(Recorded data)
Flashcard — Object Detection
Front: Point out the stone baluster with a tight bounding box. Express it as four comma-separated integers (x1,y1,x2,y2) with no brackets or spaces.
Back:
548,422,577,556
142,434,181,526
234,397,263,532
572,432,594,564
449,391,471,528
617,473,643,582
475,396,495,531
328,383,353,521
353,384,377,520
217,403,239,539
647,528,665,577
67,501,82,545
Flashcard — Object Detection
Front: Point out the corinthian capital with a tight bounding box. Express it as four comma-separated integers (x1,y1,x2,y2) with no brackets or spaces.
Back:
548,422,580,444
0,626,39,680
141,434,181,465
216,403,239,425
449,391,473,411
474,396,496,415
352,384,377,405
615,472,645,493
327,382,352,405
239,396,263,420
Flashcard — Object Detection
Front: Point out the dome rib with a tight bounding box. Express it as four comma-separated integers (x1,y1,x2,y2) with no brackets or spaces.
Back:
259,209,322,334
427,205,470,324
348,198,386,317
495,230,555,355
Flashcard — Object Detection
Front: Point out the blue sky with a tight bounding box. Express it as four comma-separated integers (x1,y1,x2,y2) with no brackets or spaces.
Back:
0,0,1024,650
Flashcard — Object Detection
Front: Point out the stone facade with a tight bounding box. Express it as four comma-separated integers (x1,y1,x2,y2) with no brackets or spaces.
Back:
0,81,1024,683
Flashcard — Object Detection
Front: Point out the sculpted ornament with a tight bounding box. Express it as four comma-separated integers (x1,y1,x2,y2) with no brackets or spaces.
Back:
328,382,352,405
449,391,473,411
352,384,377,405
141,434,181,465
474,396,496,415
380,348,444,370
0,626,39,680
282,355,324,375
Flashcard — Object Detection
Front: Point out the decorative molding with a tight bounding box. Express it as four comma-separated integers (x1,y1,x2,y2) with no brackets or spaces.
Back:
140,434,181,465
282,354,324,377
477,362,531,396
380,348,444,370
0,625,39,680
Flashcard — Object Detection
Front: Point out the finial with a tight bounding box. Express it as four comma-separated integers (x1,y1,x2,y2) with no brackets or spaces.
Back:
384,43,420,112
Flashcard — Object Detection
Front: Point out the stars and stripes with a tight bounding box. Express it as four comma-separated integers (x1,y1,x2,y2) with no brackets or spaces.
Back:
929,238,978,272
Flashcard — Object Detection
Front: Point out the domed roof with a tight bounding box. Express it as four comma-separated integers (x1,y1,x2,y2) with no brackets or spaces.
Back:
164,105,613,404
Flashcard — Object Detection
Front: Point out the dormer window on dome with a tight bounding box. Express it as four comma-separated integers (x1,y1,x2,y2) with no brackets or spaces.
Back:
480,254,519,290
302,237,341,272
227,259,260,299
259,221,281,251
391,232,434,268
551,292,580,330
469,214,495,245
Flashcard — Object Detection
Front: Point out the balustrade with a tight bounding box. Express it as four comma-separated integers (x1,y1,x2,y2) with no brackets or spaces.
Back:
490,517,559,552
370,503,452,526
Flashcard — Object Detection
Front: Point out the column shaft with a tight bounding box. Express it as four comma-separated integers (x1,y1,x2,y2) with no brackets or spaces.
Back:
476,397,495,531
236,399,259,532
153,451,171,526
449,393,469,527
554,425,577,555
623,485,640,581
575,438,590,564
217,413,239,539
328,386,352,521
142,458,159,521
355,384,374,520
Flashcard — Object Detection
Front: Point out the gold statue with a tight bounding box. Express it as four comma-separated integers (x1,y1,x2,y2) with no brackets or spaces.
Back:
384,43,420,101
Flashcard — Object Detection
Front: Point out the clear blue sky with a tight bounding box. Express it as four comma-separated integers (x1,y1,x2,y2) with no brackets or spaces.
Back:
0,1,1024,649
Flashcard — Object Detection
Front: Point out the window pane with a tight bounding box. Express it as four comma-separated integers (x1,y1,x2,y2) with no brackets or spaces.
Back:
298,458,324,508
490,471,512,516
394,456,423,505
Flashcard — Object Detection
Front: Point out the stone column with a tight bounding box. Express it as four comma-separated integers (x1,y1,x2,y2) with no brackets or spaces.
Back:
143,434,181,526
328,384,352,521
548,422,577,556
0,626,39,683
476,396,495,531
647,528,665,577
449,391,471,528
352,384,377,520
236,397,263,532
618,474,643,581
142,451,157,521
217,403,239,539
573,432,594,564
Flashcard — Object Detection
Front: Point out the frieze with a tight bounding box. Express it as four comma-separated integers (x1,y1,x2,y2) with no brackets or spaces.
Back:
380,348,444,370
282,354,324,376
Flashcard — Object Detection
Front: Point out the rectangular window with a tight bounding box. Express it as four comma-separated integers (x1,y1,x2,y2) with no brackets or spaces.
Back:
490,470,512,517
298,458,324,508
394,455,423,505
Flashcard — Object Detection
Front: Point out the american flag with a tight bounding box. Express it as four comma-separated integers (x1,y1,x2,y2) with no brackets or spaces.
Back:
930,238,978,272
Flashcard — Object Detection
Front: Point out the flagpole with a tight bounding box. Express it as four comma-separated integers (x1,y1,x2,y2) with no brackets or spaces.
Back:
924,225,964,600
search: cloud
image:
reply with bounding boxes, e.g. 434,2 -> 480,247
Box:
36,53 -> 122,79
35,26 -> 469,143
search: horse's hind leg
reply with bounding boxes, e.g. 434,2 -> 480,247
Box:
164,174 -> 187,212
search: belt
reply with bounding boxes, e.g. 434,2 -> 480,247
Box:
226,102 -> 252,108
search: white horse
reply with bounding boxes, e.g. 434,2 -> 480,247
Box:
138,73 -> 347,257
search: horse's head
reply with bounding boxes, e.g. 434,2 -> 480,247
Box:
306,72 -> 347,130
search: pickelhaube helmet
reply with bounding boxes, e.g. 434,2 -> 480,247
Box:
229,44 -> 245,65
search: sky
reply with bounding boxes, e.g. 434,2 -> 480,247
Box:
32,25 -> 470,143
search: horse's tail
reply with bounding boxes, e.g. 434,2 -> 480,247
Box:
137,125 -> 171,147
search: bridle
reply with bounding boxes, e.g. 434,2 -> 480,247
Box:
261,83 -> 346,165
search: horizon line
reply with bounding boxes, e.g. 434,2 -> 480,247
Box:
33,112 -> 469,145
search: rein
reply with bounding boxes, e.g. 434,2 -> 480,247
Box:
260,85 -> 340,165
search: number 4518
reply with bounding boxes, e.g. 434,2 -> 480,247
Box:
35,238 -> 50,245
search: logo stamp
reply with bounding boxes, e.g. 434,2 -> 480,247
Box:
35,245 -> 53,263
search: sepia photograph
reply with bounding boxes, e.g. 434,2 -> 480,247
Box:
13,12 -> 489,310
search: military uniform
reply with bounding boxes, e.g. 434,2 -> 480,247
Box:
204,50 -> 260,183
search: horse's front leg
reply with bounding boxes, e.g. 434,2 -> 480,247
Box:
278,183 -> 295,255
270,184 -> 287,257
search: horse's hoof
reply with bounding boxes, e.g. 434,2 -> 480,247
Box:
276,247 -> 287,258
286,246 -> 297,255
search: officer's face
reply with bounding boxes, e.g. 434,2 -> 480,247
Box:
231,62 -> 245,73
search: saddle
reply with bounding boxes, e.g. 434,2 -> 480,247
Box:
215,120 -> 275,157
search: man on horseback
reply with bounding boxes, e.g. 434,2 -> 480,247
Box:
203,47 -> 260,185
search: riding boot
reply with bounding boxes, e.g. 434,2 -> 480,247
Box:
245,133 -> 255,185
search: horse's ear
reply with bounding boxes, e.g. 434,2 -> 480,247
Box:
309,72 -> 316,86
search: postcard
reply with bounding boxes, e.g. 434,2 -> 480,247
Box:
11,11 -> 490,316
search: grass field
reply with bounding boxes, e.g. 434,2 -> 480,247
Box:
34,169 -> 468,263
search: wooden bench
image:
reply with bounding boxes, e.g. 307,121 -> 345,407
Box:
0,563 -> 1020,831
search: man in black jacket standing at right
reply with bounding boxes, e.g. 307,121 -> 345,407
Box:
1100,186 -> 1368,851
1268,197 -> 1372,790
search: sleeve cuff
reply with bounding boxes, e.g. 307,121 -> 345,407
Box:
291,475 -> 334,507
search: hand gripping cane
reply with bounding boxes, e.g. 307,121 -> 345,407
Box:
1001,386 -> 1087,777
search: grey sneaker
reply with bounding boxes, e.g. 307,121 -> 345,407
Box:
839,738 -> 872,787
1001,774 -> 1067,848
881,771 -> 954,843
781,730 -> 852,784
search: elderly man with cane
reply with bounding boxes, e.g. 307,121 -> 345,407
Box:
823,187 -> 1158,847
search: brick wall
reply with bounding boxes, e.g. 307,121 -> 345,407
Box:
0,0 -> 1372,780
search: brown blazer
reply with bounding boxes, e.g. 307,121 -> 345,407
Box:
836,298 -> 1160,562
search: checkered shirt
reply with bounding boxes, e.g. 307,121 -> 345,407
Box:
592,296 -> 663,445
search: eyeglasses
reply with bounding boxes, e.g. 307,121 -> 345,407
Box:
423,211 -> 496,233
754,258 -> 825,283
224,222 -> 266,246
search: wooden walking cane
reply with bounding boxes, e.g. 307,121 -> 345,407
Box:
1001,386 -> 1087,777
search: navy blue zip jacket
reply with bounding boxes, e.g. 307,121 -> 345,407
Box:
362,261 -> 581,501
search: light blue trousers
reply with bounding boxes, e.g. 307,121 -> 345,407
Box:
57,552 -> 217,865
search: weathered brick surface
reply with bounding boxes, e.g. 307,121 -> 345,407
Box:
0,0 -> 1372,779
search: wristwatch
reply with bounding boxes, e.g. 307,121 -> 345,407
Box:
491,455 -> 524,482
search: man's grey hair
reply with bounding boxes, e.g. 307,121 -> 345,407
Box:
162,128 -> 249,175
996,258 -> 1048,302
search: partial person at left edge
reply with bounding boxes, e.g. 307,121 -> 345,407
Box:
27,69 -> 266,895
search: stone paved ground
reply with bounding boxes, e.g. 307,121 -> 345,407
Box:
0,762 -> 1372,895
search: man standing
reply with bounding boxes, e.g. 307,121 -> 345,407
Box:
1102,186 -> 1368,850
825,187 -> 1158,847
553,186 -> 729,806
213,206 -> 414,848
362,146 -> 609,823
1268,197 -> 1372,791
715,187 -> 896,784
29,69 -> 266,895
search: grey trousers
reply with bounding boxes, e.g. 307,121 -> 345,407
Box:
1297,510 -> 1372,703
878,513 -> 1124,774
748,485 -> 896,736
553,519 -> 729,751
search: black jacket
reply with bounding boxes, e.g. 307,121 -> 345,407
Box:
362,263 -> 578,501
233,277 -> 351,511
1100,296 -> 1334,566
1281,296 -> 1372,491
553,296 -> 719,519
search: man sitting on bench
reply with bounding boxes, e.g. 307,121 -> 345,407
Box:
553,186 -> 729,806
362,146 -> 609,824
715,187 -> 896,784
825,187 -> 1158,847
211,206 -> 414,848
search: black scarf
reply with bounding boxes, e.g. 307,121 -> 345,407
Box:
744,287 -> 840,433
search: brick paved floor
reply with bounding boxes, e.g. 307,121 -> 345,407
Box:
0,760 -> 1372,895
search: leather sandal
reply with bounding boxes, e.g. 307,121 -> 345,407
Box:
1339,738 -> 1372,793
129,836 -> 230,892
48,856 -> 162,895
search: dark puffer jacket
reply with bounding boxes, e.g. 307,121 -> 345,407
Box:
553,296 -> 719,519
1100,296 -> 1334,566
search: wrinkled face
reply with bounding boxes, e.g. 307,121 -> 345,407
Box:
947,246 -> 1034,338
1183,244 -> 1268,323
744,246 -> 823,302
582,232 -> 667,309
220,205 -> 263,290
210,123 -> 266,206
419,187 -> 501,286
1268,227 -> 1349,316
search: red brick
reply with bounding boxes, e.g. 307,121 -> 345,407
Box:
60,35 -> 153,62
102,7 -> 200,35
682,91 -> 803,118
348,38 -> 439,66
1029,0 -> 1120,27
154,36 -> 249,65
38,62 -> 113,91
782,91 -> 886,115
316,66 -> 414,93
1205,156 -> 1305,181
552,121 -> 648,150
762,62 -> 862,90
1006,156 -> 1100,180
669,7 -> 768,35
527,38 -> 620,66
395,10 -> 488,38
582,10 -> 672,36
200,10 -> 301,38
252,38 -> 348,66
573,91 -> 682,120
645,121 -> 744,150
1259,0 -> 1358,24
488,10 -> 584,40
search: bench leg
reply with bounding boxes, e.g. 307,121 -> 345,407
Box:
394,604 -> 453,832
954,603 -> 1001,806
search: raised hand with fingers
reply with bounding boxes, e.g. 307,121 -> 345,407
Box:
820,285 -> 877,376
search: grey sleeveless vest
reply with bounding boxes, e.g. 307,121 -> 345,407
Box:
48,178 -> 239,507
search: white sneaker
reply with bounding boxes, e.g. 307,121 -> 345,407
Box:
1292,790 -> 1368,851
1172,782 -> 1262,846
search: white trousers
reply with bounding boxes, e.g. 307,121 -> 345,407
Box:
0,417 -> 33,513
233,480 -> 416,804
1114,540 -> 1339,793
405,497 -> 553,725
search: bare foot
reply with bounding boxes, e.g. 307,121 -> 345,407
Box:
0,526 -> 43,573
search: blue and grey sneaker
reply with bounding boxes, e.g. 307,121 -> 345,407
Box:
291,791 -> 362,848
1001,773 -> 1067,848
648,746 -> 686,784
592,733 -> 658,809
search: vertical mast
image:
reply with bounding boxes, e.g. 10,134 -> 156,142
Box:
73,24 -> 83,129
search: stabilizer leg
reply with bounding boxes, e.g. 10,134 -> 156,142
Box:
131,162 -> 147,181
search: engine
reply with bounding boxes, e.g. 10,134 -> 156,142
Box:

**WORK REQUIRED:** Filter the material above down to the lines that contain the string "paved", and copy each of those lines in full.

**RESPONSE BELOW:**
search: stone paved ground
search: brick paved floor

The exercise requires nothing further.